• Excerpted passage:
Brushwork
How often do you brush your teeth? Once a day? Twice a day? Floss, mouthwash, perhaps a coconut oil pull? It is widely acknowledged that brushing your teeth routinely is an important aspect of dental hygiene. I, however, am not a dentist. I’m not here to critique your teeth.
I do have a particular interest in how the brain works. The brain thrives on novelty. One of the most important elements of learning is based on this concept. Is the brain excited to make sense of some new idea or information that doesn’t fit neatly into what it already recognizes? Brain health depends on constantly learning and learning is stimulated by novelty.
I am using “learning” in a very broad sense. You can learn from books, or from podcasts. You can learn from conversations with interesting people or gain knowledge from an experience, especially if it’s not part of your normal routine. On a biological level, the definition of learning neatly summarizes the major role that the nervous system plays in the body - “the acquisition of knowledge and skills”. In a literal sense, your life depends on the ability of your brain to acquire knowledge and develop skills. The quality of your life also depends on whether and how much you choose to learn.
One of the best ways to introduce novelty to your brain is by adding creativity to your life. You don’t have take painting classes with Bob Ross or consider yourself “the creative type” to make this happen. You do have to acknowledge one very simple, but very profound fact:
being creative is a choice that can be made with every thought, every word, and every action.
Piece by piece, choice by choice, and day by day, you have a chance to create something for yourself, of yourself. Remember, it’s on you: no one is going to live creatively for you.
So start small. Take a different way home, try cooking without a recipe, cross your legs the other way. Read some poetry, tell the truth, or see what happens if you pay attention to your breathing for 10 seconds. Have you ever tried brushing your teeth with the opposite hand?
Brushing your teeth lefty might not change your life overnight, but it’s a start.
Consuming Consciously
Your diet extends far beyond what you eat at meal time. The nutrition (or lack thereof) you obtain from the food you eat is a combination of quantity, quality, and value. If you don’t eat enough, or if you have too much, you won’t feel great. If you have the “right” portions, but they’re made of junk, that won’t be great either. A third consideration, which I think is as important as quantity and quality, is value. How are you consuming? Are you taking notice of what you’re eating? Are you eating alone or with friends and family? Are you watching TV, trolling the internet, stressing about work? Are you paying attention to not only the food itself, but the experience you create when you eat it?

• Record excerpts:
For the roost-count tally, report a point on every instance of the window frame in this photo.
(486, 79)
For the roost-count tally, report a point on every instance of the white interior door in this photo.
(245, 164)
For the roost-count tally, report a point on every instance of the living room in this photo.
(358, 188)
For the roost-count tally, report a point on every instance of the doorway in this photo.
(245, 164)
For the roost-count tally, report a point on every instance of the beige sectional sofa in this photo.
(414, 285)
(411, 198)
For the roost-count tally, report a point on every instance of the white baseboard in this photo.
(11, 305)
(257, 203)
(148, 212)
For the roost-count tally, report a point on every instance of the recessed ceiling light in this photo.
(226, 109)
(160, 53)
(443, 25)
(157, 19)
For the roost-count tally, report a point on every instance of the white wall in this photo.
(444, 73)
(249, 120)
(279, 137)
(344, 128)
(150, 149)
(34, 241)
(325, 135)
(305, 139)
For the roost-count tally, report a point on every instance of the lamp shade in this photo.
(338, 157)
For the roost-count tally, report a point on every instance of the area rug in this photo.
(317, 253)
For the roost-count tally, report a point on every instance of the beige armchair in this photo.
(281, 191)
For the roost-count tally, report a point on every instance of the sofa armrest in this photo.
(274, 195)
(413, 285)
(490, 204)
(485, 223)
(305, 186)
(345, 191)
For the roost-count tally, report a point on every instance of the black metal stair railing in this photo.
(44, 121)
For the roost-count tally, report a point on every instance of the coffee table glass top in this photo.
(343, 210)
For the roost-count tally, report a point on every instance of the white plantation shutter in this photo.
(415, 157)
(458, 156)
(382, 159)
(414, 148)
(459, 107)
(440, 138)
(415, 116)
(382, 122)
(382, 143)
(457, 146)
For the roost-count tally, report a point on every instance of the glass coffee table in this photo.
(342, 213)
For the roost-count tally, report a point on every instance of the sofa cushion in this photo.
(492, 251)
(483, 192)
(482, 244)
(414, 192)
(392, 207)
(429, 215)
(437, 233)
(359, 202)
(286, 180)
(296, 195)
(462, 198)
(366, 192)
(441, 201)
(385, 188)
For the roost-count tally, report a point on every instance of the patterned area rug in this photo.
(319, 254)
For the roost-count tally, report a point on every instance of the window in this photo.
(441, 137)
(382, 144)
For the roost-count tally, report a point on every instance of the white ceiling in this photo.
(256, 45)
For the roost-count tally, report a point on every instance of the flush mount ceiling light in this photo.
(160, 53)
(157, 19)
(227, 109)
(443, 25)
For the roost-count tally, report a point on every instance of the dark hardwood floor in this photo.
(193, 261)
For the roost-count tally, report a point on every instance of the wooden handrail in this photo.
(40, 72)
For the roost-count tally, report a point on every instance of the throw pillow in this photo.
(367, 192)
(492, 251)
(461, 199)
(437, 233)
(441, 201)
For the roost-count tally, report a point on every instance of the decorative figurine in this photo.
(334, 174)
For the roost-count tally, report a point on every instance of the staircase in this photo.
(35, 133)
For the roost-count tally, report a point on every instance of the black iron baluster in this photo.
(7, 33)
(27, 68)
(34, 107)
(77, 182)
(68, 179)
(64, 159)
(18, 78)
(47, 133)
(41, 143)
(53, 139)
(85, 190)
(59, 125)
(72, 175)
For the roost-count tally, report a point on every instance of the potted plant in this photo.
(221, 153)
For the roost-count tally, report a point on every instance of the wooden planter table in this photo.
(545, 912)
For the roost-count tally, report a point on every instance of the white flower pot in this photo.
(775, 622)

• Task details: In the piece on novelty and the brain, rewrite the part that opens with the words "So start small." and closes with "the opposite hand?", swapping "recipe" for "cookbook". The material can be set aside; none of it is needed here.

• Completed task:
So start small. Take a different way home, try cooking without a cookbook, cross your legs the other way. Read some poetry, tell the truth, or see what happens if you pay attention to your breathing for 10 seconds. Have you ever tried brushing your teeth with the opposite hand?